▸ The task: Count the lines in the listing below that contain the word "orange", treating uppercase and lowercase as different, and reply with only that number.

▸ Entries shown:
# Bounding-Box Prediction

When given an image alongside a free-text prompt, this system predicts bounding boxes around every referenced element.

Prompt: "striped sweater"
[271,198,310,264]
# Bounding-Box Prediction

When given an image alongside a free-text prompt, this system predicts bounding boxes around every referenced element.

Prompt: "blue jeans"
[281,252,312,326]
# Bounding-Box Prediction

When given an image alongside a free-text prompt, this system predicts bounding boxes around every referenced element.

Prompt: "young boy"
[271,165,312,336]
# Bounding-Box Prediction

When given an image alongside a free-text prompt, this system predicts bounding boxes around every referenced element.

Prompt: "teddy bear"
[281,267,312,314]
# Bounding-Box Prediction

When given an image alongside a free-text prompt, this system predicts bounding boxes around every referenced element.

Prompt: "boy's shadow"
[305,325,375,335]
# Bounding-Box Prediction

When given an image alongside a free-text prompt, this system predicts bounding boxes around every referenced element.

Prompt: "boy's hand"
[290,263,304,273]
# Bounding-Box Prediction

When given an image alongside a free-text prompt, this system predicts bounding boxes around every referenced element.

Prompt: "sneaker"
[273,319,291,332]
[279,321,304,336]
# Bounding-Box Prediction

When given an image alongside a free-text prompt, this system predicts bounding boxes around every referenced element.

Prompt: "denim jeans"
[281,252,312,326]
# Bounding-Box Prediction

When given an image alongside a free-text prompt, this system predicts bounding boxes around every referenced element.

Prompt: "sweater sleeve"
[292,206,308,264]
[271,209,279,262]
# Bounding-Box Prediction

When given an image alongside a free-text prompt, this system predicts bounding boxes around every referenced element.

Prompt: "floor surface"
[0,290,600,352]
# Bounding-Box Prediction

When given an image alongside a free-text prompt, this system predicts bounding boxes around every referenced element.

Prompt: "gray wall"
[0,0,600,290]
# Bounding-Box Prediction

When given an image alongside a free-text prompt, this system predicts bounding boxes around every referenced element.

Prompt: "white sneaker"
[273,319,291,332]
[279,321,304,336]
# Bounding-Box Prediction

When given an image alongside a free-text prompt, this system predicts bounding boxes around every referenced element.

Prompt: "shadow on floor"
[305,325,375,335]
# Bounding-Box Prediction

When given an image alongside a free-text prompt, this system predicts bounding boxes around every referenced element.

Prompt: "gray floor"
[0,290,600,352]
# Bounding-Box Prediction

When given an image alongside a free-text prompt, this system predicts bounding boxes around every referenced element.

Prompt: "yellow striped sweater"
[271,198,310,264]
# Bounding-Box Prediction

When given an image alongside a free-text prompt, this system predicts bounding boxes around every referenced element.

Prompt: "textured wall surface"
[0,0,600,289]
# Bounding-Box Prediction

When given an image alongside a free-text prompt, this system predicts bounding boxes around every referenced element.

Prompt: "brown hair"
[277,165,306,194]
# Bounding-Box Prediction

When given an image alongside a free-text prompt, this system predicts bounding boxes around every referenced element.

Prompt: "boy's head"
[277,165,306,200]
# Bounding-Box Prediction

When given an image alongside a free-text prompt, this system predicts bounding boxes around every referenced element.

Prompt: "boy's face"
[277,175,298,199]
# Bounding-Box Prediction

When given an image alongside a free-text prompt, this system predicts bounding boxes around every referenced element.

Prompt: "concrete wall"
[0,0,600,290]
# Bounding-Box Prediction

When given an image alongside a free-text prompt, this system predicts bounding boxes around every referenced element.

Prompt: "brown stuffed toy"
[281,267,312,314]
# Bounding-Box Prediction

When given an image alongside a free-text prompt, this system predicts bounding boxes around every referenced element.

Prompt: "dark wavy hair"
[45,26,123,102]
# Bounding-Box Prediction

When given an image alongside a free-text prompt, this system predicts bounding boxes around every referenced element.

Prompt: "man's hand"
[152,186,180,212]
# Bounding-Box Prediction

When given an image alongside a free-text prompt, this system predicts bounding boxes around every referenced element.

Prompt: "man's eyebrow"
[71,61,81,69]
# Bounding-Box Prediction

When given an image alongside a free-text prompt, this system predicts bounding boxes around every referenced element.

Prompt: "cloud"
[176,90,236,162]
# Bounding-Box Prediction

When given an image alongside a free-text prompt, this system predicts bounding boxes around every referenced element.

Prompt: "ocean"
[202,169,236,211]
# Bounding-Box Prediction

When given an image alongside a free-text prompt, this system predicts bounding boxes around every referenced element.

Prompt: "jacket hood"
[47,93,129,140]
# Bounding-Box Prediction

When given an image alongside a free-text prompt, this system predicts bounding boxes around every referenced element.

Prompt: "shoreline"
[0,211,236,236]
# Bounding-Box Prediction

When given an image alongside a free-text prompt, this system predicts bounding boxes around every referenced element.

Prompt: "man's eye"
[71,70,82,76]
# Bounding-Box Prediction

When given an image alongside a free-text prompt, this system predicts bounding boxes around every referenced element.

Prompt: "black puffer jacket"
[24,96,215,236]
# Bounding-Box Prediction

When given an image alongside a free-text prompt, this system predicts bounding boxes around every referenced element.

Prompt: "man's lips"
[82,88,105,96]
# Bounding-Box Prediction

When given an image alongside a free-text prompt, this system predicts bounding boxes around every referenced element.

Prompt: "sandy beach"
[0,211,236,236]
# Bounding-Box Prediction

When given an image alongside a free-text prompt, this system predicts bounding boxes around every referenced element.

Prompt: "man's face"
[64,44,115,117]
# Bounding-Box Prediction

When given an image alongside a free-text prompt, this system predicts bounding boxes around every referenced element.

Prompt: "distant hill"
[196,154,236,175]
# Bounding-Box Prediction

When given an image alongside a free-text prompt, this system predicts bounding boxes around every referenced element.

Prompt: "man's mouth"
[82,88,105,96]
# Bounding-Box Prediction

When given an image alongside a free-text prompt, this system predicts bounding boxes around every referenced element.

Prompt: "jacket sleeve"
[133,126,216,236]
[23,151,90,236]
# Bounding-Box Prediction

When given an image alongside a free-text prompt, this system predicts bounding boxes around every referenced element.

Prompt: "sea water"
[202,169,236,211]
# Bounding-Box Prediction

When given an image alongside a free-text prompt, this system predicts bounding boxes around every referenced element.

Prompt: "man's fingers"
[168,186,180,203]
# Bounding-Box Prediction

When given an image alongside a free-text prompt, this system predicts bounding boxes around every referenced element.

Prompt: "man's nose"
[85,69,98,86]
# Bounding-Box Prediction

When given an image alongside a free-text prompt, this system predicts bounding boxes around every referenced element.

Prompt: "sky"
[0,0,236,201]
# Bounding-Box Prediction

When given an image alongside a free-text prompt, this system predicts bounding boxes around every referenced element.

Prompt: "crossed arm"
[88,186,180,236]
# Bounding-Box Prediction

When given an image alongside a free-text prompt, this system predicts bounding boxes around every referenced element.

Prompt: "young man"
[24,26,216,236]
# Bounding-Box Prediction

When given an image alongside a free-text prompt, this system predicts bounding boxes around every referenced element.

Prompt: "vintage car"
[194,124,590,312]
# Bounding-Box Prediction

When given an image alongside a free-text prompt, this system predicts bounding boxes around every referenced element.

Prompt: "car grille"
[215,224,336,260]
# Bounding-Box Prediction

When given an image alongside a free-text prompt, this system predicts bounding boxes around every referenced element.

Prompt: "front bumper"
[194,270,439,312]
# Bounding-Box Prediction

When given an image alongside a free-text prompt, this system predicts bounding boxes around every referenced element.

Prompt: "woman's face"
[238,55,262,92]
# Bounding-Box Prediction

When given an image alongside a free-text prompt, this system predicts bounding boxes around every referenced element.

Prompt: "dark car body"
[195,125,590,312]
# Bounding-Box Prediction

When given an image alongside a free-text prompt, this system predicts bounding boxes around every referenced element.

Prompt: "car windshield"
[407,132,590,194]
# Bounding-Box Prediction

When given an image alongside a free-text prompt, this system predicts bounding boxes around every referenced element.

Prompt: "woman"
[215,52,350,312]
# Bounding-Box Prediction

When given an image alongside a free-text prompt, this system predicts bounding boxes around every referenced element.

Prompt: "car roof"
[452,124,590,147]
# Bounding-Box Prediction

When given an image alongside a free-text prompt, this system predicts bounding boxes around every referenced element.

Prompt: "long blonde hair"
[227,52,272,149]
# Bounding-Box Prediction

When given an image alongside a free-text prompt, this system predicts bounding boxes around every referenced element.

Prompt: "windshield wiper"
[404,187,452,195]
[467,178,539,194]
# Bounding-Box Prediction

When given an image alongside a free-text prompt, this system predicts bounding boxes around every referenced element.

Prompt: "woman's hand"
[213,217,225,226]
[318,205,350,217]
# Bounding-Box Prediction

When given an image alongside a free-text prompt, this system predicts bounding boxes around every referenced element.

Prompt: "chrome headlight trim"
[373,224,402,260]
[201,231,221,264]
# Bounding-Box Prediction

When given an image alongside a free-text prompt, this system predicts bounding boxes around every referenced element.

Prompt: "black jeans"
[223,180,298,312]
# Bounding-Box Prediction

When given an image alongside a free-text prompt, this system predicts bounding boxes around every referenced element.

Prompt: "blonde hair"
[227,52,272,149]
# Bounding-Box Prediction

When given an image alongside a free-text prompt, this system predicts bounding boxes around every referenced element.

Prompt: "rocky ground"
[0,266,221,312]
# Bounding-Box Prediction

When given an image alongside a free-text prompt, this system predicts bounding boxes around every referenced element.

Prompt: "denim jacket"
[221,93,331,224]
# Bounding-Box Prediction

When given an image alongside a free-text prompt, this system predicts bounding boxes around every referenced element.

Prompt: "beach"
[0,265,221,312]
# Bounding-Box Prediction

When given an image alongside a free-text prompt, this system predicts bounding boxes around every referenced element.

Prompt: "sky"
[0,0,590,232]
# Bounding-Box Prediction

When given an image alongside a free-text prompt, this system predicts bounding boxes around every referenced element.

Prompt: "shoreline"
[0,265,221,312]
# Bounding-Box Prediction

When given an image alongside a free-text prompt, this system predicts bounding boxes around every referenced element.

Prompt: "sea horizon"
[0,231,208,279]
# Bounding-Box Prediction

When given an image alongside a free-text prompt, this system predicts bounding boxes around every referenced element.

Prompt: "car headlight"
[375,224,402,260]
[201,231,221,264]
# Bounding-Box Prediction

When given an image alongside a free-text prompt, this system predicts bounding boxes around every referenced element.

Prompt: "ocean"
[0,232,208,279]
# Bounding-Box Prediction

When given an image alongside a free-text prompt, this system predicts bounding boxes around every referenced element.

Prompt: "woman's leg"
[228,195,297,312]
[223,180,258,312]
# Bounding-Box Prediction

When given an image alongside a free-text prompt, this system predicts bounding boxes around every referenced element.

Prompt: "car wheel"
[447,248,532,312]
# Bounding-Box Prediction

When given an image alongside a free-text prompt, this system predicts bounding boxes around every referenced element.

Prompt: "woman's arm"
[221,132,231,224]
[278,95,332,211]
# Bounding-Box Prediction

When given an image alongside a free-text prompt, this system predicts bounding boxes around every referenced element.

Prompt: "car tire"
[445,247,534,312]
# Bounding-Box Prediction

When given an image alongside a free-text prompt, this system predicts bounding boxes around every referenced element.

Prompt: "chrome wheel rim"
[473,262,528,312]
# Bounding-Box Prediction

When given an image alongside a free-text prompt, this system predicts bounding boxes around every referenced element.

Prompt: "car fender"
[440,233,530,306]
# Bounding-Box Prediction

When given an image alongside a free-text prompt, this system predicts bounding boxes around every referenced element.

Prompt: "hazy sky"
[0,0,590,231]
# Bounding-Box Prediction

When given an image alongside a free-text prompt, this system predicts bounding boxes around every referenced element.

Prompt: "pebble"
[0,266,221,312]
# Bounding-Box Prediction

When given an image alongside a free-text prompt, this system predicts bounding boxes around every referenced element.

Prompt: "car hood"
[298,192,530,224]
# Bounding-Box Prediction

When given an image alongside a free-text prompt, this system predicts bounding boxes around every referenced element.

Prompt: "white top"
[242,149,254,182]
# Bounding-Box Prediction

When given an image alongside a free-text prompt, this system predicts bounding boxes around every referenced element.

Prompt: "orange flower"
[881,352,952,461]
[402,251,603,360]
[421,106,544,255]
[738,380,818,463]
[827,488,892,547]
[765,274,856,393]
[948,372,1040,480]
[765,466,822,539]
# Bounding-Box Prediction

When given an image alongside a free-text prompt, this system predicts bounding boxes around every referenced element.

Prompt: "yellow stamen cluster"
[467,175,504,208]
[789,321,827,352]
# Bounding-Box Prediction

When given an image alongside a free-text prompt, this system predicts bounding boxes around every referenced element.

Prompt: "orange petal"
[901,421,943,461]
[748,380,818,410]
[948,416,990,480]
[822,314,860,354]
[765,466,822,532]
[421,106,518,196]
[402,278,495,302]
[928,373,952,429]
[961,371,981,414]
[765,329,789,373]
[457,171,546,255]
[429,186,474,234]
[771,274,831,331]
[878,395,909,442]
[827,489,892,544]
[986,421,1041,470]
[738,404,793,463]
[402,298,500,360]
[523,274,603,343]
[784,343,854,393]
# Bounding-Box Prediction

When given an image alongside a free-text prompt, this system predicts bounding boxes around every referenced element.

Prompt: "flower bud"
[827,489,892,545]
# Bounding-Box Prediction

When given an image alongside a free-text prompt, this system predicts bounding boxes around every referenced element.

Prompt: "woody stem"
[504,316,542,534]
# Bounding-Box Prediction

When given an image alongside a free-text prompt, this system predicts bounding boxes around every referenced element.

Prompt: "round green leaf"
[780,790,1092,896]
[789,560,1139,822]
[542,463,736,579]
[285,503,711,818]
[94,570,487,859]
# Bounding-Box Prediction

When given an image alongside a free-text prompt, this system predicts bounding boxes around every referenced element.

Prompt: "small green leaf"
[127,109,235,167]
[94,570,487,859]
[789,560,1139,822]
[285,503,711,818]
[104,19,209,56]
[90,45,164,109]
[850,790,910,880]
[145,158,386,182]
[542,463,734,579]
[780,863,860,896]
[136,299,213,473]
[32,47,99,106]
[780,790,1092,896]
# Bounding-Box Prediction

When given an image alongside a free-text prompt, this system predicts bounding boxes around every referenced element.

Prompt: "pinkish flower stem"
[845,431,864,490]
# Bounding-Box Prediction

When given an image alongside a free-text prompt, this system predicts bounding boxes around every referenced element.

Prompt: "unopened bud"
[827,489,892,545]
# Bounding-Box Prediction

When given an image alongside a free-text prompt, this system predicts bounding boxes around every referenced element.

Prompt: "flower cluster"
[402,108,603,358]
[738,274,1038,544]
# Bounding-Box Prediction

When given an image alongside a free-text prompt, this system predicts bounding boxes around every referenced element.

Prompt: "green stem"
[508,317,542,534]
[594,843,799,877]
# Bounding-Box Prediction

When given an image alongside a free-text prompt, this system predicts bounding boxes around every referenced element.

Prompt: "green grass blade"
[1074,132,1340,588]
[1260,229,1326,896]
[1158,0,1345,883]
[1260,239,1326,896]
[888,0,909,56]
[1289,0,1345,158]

▸ Finished answer: 2